> **DOCUMENT EXCERPT**:
"""

On
Christianity and State Power: The Example of the Russian Orthodox Church Today
Vladimir Vladimirovich Putin has
been, in effect if not always in title, the ruler of Russia since the beginning
of the year 2000, when former Russian president Boris Yel’tsin resigned and
Prime Minister Putin became President Putin. Since then he has been elected
president several times and has served as Prime Minister when the Russian
constitution did not permit him to run for another consecutive term as
president. When he first became president, Russia was a more or less democratic
country. At least, it was more democratic than it had ever been before and than
it has ever been since.
Back in the late 1990s, when
Yel’tsin first made Putin prime minister, Putin was quite unknown to the
Russian people or to the world. He was born in what was then Leningrad in 1952.

"""

> **TASK INSTRUCTIONS**:
- a) Do these statements agree with the essay on Christianity and state power? For each, answer yes or no and quote the deciding words of the essay exactly. (i) Putin became president after Yel’tsin resigned at the beginning of 2000. (ii) Putin was born in Moscow. (iii) Russia is more democratic now than when Putin first became president.
- b) From the essay on Christianity and state power, extract everything from "Back in the" down to "Leningrad in 1952.", word for word.

> **RECORDED DATA**:
"""

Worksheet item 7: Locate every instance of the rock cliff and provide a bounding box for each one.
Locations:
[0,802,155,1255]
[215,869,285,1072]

"""

> **CORRECT ANSWERS**:
- a)
(i) Yes: "the ruler of Russia since the beginning of the year 2000, when former Russian president Boris Yel’tsin resigned and Prime Minister Putin became President Putin"
(ii) No: "He was born in what was then Leningrad in 1952."
(iii) No: "it was more democratic than it had ever been before and than it has ever been since."

- b)
Back in the late 1990s, when
Yel’tsin first made Putin prime minister, Putin was quite unknown to the
Russian people or to the world. He was born in what was then Leningrad in 1952.